### WHAT TO WORK ON
Rescale the part of the data that opens with the line containing "of the bare" and runs through the end of the data, both ends included. Repeat every line of that part, requests included, and multiply each coordinate in the answers by 2.05, rounding to whole numbers with halves rounded up.

------ MATERIALS PROVIDED

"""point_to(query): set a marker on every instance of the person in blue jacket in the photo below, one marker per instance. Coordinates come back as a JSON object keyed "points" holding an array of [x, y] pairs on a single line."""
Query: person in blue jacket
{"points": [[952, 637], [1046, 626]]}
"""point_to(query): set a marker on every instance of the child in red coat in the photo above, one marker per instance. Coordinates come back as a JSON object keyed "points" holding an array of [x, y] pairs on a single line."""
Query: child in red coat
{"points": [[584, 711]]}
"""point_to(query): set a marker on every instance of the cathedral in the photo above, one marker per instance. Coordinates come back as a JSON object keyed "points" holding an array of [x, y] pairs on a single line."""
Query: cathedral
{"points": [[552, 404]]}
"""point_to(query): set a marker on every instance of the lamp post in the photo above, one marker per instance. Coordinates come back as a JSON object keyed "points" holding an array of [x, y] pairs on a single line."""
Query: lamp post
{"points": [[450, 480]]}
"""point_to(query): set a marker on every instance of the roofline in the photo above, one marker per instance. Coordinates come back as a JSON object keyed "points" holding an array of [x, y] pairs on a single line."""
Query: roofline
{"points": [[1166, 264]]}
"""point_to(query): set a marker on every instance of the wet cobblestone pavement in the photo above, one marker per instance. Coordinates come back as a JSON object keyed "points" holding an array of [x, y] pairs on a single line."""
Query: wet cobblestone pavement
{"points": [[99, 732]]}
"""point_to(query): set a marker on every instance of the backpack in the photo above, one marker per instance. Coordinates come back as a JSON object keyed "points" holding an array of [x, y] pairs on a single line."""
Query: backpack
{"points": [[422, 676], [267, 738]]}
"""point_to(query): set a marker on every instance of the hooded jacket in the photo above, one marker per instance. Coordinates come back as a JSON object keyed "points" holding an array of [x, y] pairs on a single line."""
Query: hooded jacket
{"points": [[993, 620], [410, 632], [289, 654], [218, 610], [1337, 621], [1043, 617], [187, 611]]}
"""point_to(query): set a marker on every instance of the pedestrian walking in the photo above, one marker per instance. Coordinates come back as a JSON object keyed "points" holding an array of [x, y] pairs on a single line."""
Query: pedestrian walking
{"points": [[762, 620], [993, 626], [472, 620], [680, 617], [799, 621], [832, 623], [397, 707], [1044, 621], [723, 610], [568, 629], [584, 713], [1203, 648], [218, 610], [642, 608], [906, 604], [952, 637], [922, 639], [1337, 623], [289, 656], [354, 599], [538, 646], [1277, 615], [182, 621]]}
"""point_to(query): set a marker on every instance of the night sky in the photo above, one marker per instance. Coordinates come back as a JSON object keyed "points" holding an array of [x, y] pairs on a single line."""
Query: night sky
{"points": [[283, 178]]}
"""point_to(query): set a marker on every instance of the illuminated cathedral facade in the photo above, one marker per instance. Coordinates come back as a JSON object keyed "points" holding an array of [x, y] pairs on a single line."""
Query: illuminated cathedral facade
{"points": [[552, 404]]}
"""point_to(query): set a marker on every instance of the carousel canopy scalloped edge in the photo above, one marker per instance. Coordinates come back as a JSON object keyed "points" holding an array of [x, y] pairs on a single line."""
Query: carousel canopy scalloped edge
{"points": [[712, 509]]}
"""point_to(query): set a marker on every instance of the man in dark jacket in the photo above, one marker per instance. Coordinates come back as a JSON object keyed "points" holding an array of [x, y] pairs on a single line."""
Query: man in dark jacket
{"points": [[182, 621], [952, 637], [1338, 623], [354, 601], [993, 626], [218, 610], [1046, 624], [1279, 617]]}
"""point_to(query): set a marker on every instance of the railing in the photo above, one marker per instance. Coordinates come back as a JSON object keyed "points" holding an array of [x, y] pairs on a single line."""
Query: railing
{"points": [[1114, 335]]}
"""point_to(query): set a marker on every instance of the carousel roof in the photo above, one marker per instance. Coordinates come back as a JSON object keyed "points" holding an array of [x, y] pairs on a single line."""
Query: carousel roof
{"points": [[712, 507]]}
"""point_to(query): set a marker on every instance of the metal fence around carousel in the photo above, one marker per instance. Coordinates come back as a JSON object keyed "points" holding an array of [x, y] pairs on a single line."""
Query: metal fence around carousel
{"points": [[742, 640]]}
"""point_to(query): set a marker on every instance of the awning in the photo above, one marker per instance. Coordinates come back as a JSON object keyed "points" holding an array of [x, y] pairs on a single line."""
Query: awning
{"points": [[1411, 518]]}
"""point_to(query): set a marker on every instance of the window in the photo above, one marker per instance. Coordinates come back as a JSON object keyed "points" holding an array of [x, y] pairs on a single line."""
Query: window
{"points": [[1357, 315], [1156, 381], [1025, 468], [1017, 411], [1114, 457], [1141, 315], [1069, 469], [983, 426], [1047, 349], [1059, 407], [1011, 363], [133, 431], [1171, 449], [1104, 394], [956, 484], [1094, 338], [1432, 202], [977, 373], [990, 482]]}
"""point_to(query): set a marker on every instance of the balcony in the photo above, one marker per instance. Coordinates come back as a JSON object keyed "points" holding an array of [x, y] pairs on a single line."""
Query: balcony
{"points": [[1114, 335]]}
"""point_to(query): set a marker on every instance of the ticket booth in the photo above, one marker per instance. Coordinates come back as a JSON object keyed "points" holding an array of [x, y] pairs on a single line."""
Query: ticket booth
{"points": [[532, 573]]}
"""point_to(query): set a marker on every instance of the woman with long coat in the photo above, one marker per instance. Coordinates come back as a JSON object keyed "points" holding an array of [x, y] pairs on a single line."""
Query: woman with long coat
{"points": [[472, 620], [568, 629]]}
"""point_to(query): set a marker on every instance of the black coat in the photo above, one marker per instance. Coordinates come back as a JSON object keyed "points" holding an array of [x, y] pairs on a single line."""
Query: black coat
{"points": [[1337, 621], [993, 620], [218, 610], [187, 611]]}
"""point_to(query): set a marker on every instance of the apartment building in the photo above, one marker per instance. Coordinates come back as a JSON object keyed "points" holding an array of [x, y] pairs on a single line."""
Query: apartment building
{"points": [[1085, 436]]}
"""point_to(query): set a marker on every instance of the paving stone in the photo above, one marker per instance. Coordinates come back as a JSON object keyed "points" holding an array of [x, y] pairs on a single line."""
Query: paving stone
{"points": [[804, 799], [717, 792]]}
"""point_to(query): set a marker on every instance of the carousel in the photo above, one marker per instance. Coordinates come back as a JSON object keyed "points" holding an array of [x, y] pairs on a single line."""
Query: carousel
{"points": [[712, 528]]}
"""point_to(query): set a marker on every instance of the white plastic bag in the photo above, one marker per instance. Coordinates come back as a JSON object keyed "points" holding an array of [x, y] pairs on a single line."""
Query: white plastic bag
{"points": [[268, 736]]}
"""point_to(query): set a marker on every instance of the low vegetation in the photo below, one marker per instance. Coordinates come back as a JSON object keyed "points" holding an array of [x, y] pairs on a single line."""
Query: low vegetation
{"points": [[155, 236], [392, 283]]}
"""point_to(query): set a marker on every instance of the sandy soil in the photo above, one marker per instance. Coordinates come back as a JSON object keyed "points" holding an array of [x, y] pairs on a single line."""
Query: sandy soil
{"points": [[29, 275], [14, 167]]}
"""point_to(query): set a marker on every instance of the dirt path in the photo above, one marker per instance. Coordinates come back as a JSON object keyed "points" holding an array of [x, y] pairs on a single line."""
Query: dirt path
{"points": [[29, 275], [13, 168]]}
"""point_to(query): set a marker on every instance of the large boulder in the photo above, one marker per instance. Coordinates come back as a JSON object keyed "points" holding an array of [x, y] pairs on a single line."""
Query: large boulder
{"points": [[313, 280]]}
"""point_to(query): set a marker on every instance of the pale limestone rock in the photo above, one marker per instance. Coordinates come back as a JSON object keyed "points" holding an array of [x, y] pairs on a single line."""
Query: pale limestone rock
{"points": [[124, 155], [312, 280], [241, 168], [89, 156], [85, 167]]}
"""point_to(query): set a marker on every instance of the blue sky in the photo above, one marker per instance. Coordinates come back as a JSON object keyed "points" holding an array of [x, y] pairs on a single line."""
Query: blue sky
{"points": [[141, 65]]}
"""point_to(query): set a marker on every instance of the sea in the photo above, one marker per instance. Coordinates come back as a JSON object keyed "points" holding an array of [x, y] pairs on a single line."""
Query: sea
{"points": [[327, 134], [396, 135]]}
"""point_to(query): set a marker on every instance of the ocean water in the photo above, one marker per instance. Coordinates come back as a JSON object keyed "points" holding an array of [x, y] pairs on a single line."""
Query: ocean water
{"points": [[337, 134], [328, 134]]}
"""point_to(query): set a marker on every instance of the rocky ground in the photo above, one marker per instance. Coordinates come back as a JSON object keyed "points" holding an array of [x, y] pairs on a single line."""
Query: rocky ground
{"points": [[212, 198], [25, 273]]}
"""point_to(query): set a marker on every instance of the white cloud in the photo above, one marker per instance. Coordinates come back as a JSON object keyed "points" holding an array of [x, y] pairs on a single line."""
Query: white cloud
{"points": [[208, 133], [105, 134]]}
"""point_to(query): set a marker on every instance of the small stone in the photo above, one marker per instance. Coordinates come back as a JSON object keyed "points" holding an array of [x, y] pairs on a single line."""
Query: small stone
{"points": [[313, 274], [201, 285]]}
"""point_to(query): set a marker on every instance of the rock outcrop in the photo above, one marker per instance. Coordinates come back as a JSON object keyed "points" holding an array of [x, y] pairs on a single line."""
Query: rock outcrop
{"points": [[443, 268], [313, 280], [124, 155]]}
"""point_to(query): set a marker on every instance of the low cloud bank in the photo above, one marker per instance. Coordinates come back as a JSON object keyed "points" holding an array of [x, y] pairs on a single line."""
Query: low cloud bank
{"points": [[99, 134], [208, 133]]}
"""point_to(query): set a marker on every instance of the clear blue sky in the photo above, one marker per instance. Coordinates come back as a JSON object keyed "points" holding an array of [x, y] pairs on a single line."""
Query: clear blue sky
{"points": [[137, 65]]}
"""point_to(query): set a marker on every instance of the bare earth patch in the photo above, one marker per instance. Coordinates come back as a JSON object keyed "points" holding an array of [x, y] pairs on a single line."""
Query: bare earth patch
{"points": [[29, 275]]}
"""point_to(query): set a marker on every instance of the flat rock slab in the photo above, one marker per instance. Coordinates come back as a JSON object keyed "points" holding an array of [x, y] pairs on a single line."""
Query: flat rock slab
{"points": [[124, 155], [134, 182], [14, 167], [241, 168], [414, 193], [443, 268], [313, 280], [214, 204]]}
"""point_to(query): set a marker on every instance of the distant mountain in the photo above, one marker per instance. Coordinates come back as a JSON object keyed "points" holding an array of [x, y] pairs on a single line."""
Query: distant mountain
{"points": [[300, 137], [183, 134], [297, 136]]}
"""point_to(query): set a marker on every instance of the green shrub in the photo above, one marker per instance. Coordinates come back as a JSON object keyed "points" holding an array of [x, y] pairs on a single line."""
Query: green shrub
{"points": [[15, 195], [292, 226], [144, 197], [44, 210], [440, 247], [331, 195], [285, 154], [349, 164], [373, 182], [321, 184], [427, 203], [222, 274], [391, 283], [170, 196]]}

------------

### IN RESPONSE
"""point_to(query): set a marker on every instance of the bare earth patch in the photo above, one marker per instance. Coordinates come back as a JSON object keyed "points" holding an array of [x, y] pairs on a single line."""
Query: bare earth patch
{"points": [[59, 564]]}
"""point_to(query): set a marker on every instance of the flat rock slab in the photo above, one marker per instance. Coordinates come back as a JSON object keyed "points" holding an array of [x, y] pairs on a single line."""
Query: flat rock slab
{"points": [[254, 318], [275, 373], [29, 342], [494, 344], [849, 396], [908, 549], [642, 574], [439, 418]]}
"""point_to(query): set a marker on every instance of the distant mountain in the photo above, one marker per instance. Coordinates come back as a JSON object keyed "points" holding an array of [x, y] pairs on a single line."""
Query: distant mountain
{"points": [[615, 281], [375, 275], [609, 279]]}
"""point_to(query): set a marker on every instance of the green shrub in the photo above, one marker per instance. Coordinates come back as a JSON object keyed "points" holding an array of [x, y] pairs on a single line."""
Query: green shrub
{"points": [[31, 400], [599, 463], [295, 404], [90, 431], [902, 506], [679, 400], [584, 316], [715, 336], [765, 373], [658, 377], [875, 416], [455, 562], [802, 580], [349, 402]]}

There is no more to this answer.